Entries from an annotation dataset
** BEGIN **

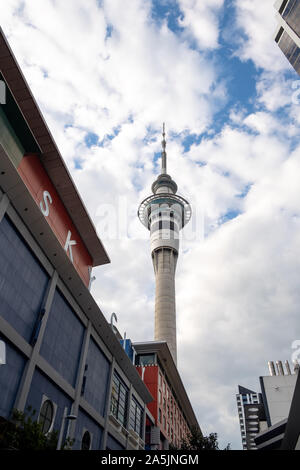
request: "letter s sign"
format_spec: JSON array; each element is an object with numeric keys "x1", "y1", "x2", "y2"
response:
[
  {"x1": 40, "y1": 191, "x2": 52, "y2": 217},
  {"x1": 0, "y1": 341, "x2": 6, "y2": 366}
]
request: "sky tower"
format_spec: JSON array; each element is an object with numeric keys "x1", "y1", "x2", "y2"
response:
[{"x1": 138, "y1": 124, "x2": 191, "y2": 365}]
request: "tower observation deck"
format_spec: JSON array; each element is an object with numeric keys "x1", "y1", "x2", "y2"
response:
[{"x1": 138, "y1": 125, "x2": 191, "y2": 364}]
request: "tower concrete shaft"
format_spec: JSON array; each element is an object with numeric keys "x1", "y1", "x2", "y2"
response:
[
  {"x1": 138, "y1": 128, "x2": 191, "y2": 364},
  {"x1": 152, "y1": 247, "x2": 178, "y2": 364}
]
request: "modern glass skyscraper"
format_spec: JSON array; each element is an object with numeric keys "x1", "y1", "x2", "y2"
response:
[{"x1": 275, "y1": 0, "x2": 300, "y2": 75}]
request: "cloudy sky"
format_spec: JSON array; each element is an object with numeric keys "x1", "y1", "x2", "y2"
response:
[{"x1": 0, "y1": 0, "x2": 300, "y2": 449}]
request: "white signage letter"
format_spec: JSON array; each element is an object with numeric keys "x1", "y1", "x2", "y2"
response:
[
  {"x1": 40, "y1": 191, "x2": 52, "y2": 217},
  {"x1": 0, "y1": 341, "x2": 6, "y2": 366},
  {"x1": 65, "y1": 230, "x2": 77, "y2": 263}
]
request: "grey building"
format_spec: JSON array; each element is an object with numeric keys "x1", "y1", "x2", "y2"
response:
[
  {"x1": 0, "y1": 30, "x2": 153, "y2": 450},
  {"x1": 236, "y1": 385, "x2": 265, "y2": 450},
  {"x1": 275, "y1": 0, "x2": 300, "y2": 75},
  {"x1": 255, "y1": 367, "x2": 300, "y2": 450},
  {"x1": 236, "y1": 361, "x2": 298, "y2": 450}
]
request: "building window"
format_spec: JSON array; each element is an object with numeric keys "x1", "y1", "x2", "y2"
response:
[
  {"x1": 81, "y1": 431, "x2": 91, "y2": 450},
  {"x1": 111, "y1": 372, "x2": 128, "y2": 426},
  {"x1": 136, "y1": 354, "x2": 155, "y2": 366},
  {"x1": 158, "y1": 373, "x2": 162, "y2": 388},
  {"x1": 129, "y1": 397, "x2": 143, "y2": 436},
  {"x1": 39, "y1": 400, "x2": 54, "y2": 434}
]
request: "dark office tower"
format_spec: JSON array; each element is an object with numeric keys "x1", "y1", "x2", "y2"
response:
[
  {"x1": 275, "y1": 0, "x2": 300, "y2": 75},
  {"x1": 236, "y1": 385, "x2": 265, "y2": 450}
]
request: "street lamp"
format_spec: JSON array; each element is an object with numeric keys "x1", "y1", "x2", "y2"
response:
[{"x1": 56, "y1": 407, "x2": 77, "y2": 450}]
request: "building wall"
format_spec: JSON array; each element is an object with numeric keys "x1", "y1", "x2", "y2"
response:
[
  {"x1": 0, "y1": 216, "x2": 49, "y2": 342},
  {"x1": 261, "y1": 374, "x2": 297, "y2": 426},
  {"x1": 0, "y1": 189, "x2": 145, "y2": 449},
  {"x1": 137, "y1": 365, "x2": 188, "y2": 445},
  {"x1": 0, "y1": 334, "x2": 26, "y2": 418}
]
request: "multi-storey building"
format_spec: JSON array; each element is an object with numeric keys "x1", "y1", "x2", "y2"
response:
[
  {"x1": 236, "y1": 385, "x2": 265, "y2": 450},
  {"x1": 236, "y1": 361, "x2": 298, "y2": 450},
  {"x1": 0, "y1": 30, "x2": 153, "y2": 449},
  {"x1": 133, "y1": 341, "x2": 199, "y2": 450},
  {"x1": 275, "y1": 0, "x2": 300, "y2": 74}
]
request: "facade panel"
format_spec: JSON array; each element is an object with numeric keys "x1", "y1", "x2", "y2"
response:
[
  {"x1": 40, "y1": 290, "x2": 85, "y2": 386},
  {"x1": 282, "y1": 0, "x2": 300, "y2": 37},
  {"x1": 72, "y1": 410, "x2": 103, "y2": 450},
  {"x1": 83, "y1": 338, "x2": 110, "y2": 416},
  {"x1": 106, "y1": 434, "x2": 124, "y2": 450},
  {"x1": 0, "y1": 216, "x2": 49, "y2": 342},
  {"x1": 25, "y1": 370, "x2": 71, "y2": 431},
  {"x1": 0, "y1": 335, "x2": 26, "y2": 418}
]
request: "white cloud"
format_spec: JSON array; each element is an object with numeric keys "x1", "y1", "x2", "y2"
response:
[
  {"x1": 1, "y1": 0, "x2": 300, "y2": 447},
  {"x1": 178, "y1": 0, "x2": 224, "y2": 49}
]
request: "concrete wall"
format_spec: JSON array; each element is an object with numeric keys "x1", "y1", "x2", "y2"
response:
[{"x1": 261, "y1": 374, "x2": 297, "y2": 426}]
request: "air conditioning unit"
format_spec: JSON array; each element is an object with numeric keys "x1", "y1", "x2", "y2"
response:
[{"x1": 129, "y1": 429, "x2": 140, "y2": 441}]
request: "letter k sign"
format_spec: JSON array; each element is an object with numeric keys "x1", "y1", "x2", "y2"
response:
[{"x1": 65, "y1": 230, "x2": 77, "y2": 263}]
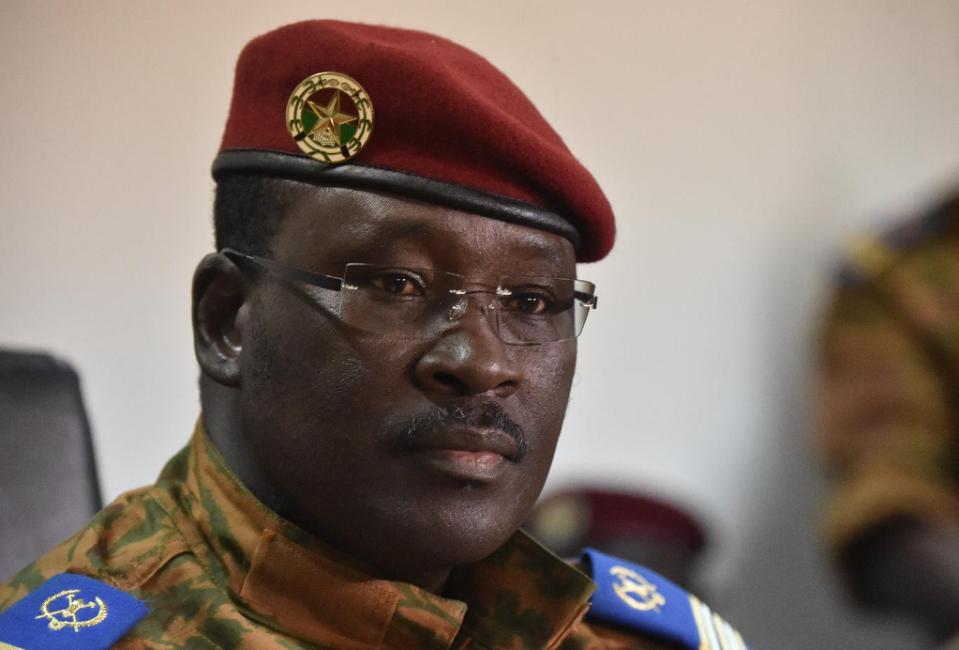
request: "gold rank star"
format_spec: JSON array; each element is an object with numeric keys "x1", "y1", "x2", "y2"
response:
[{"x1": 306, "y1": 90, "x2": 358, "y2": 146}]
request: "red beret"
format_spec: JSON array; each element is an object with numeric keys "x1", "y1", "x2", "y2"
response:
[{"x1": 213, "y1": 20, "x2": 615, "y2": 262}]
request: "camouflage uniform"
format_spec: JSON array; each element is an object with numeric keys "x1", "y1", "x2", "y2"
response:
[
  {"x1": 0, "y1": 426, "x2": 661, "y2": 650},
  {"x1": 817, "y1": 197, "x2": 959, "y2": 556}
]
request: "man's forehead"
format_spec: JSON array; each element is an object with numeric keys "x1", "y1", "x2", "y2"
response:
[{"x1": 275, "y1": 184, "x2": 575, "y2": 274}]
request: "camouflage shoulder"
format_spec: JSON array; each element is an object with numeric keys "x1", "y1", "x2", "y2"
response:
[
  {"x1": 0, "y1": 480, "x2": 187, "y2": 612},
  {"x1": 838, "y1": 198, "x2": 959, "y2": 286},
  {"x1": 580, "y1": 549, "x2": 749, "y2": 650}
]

** END **
** BEGIN **

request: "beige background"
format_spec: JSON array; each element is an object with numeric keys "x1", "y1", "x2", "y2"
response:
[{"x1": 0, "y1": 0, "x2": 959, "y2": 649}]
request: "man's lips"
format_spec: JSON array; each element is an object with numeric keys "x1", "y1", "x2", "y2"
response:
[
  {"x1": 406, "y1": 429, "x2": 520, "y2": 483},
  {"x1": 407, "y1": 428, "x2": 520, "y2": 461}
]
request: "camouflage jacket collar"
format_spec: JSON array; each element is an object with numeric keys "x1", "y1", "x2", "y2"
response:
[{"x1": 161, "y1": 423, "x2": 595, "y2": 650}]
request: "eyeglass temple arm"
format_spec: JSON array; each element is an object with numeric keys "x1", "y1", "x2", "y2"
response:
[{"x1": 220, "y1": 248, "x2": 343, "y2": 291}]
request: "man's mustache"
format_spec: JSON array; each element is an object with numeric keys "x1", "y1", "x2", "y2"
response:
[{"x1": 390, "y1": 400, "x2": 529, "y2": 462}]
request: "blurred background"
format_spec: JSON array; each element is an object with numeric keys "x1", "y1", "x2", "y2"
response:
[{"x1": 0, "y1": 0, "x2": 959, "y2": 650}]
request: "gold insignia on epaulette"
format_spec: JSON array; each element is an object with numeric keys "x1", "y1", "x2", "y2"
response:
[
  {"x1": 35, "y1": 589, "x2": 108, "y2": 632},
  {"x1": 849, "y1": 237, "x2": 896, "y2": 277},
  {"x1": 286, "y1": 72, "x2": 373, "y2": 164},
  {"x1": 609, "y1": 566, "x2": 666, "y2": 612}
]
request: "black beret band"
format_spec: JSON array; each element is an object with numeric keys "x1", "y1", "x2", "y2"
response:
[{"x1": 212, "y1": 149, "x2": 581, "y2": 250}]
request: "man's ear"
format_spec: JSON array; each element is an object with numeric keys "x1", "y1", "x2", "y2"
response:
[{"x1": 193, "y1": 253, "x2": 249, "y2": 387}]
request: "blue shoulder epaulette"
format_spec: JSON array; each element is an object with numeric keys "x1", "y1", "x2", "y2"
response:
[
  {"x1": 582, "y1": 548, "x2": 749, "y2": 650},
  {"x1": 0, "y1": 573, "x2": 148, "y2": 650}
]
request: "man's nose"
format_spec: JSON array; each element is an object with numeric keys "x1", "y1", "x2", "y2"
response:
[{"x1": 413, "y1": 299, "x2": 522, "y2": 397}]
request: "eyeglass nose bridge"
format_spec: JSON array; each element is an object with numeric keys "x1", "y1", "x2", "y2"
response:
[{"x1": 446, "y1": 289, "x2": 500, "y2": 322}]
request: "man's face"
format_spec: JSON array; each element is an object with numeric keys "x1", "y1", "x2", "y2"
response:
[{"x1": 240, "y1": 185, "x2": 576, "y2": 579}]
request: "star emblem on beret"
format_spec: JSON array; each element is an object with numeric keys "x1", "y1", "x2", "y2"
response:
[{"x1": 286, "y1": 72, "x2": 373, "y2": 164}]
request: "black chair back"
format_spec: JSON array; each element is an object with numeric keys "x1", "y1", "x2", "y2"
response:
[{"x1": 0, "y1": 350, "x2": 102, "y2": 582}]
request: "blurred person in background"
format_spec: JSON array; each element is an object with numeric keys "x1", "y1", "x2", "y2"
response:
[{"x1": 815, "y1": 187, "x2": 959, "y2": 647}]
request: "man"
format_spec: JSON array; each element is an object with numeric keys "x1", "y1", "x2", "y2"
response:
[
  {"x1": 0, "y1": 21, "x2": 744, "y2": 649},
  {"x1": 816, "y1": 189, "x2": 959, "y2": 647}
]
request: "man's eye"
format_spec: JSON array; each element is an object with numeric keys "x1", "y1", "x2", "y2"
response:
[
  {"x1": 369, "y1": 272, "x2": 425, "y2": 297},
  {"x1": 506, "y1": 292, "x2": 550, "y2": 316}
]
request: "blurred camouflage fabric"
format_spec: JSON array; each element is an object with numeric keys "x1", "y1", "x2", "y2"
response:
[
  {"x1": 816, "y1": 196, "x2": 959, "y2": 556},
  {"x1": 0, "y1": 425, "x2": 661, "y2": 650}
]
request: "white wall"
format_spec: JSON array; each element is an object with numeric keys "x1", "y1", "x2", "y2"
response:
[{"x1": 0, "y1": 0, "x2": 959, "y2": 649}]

** END **

Problem to work on - Copy out every line in the dataset entries above that contains the word "building", matching case exactly.

Reply to the task -
request: "grey building"
request: "building window"
request: "building wall"
request: "multi-storey building"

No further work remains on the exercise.